Data records:
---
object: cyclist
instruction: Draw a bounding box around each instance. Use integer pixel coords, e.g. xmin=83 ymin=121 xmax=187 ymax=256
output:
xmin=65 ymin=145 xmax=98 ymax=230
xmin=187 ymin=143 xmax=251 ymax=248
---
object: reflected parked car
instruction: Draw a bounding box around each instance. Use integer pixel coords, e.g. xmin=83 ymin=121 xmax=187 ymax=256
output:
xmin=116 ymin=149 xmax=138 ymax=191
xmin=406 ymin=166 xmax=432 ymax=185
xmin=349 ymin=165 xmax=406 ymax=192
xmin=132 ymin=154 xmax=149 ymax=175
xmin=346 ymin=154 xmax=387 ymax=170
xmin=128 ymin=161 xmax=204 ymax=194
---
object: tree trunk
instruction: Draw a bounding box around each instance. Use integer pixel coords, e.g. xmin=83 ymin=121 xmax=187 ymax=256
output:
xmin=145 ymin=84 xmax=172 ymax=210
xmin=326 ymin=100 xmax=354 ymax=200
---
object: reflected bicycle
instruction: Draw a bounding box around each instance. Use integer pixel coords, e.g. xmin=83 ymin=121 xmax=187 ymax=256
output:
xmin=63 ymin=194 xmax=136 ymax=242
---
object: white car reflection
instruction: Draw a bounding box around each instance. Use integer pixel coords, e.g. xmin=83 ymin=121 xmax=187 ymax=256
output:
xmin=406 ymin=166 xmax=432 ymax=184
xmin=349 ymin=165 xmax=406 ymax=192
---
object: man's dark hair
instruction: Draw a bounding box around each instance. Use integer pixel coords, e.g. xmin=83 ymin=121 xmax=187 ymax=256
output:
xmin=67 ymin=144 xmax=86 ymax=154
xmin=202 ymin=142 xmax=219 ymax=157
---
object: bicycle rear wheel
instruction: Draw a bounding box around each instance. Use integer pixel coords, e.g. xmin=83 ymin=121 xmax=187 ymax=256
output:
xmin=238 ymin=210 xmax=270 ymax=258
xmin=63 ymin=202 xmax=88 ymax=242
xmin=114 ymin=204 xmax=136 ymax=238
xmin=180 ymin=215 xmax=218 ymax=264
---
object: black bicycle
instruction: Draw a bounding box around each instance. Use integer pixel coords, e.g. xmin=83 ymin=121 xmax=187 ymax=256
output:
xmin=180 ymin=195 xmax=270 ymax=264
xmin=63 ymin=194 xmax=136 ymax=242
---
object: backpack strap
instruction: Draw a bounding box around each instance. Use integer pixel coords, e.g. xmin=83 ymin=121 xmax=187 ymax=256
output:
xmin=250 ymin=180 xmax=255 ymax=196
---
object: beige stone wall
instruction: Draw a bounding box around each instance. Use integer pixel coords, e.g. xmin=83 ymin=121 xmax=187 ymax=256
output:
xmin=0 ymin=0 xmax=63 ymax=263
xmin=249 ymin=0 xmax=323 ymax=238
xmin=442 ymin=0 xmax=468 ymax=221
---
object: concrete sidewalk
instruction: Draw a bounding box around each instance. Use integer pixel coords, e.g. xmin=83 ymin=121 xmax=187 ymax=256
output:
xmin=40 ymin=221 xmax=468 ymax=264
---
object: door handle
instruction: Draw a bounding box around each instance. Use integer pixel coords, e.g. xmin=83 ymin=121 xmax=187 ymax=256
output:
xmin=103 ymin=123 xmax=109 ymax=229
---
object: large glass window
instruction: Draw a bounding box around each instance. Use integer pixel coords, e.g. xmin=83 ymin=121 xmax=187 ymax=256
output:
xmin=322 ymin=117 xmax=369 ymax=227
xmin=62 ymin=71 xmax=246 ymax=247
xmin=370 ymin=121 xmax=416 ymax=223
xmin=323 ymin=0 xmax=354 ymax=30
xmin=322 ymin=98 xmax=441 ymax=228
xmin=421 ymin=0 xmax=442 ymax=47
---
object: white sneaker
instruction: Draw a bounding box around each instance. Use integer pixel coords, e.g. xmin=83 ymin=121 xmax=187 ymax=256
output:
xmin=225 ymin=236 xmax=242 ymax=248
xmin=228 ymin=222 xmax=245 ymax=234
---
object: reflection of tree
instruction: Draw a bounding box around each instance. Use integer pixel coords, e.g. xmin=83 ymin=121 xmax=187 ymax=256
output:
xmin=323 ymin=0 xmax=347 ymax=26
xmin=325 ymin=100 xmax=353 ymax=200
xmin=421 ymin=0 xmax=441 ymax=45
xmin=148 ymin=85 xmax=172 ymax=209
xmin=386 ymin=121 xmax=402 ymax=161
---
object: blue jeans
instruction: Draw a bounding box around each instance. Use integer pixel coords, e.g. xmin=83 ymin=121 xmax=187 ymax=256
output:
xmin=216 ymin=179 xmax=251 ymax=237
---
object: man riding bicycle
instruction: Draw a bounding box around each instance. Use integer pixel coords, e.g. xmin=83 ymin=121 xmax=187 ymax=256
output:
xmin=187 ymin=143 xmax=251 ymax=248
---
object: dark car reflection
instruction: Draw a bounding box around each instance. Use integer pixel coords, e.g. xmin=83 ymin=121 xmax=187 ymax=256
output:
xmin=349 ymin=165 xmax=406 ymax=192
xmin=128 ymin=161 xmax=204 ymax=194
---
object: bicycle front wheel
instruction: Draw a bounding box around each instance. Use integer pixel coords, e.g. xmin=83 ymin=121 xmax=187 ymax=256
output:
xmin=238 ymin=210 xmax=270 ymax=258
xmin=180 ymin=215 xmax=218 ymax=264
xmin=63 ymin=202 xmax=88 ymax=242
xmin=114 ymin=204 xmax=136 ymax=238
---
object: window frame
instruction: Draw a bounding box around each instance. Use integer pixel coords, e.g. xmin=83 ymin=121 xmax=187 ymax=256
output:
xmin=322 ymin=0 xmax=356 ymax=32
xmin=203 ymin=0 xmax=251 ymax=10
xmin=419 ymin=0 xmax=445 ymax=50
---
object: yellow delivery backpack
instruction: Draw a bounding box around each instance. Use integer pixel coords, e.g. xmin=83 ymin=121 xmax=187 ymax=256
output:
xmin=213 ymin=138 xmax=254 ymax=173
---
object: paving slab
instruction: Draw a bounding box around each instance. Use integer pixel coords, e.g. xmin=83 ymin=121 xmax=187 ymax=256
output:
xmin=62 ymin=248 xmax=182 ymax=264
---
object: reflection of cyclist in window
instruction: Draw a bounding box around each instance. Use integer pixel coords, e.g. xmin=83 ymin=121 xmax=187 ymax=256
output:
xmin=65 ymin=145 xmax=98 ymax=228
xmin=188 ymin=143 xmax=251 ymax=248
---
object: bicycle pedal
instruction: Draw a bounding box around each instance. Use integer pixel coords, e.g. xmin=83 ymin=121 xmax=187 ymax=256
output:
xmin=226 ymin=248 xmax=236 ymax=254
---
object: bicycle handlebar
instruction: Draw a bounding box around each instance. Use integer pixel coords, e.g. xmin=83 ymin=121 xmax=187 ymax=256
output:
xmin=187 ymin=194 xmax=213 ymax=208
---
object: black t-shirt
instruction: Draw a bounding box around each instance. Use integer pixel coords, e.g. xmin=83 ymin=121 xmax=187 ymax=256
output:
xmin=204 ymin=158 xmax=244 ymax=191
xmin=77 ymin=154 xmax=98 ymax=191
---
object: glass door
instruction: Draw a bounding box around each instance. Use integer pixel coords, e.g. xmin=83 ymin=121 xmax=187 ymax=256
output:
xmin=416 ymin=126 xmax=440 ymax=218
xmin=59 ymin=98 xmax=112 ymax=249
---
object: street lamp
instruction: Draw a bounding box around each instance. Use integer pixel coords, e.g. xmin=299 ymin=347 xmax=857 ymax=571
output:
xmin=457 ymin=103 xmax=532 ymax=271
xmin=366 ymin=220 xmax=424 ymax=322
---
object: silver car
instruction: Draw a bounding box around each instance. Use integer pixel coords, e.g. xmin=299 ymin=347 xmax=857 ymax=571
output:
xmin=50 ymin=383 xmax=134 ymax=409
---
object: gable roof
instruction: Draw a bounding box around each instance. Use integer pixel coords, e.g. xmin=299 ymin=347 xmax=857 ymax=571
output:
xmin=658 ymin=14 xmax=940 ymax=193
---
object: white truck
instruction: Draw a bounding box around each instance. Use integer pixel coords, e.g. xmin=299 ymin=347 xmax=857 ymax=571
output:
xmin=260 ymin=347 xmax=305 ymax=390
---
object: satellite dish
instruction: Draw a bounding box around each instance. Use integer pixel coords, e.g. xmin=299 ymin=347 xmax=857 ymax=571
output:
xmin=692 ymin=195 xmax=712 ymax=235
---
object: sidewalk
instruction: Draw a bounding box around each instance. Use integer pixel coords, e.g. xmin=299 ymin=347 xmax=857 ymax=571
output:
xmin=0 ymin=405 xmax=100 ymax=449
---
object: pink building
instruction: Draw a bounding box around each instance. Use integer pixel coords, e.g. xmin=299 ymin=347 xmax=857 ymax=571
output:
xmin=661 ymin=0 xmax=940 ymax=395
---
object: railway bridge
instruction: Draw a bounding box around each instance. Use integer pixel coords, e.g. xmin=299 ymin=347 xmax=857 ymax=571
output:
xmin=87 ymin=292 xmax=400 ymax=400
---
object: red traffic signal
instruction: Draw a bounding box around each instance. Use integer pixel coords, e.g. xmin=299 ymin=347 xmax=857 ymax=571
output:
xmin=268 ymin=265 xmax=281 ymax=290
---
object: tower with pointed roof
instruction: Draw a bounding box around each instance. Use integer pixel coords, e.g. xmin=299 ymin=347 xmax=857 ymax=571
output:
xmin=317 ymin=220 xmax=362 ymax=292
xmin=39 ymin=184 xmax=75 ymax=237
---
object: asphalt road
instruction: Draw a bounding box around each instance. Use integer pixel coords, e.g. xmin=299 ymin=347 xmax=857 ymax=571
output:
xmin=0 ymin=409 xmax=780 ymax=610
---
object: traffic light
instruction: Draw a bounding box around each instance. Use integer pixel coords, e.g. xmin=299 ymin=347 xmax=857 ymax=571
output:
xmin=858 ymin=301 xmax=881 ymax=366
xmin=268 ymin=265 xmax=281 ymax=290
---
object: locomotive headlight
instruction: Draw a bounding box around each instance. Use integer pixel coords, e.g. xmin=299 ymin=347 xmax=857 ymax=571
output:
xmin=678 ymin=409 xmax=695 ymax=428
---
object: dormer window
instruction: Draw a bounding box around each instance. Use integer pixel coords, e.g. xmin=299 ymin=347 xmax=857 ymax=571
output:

Work to be completed:
Rewrite the material from its first line through the line containing "xmin=326 ymin=100 xmax=354 ymax=200", swapping "cyclist" for "bicycle rider" and keeping everything else identical. Return only those lines.

Reply:
---
object: bicycle rider
instruction: Draw a bounding box around each instance. Use integer pixel coords, e.g. xmin=83 ymin=121 xmax=187 ymax=256
output:
xmin=65 ymin=145 xmax=98 ymax=230
xmin=187 ymin=143 xmax=251 ymax=248
---
object: reflected parked car
instruction: Draw a bounding box around each instance. Use integer pixel coords, e.g. xmin=83 ymin=121 xmax=187 ymax=256
output:
xmin=116 ymin=149 xmax=138 ymax=191
xmin=406 ymin=166 xmax=432 ymax=185
xmin=349 ymin=165 xmax=406 ymax=192
xmin=132 ymin=154 xmax=149 ymax=175
xmin=346 ymin=154 xmax=387 ymax=170
xmin=128 ymin=161 xmax=204 ymax=194
---
object: tree trunk
instruction: Draw a bounding box around each instance. Use integer pixel coords, e.g. xmin=83 ymin=121 xmax=187 ymax=256
output:
xmin=145 ymin=84 xmax=172 ymax=210
xmin=326 ymin=100 xmax=354 ymax=200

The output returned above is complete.